Source records:
— BEGIN —

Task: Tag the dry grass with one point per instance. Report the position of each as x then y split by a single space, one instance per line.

— END —
— BEGIN —

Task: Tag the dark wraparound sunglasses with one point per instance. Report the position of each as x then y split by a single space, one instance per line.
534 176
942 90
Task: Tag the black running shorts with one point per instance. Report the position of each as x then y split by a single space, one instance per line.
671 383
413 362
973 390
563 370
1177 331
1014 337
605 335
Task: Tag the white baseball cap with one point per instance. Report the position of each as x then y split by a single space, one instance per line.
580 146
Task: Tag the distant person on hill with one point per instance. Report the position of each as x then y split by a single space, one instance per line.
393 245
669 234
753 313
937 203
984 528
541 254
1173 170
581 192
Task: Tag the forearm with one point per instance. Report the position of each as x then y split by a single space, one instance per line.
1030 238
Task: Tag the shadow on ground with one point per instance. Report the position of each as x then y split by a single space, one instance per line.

— END —
— BEGIN —

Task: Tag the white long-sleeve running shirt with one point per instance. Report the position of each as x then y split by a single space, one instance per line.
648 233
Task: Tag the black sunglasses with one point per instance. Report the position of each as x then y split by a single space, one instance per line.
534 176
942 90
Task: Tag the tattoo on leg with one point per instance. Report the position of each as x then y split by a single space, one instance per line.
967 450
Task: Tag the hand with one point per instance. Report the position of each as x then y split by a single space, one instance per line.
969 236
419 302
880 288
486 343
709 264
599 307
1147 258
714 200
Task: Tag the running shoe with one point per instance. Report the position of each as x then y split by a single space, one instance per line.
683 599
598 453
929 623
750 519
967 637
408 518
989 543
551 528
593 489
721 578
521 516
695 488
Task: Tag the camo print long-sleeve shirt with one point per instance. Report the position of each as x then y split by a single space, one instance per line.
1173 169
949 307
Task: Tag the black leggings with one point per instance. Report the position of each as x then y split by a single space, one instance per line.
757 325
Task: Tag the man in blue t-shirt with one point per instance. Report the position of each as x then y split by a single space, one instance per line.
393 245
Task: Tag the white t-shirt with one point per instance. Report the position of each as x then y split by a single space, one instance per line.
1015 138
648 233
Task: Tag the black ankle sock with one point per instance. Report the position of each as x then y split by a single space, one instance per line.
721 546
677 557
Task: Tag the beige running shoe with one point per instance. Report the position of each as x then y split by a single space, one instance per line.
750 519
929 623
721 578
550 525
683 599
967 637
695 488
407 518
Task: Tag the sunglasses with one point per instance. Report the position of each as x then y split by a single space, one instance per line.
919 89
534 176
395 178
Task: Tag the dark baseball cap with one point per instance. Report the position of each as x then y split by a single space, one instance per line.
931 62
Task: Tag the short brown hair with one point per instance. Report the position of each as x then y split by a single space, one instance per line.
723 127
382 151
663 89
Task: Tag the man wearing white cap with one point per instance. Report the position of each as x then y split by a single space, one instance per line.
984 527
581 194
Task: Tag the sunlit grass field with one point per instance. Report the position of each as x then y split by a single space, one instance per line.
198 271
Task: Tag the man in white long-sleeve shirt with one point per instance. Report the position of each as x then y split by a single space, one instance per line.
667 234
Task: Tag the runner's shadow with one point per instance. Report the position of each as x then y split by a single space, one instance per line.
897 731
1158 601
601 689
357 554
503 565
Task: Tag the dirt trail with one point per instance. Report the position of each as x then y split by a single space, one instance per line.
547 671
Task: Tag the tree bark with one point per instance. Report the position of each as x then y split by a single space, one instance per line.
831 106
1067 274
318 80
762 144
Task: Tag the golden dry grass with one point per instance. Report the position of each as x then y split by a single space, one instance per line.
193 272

— END —

Problem to work on: Find every line above that contains the word "dark", and copy each one out in full.

Exercise output:
Task: Tag the dark wraparound sunglasses with one point per instance. Report the position of each as x then y split by a single space, one instance per line.
Task: Tag the dark baseball cap with one point per instance. Report the position of each as x then y split by a single space, one instance per line.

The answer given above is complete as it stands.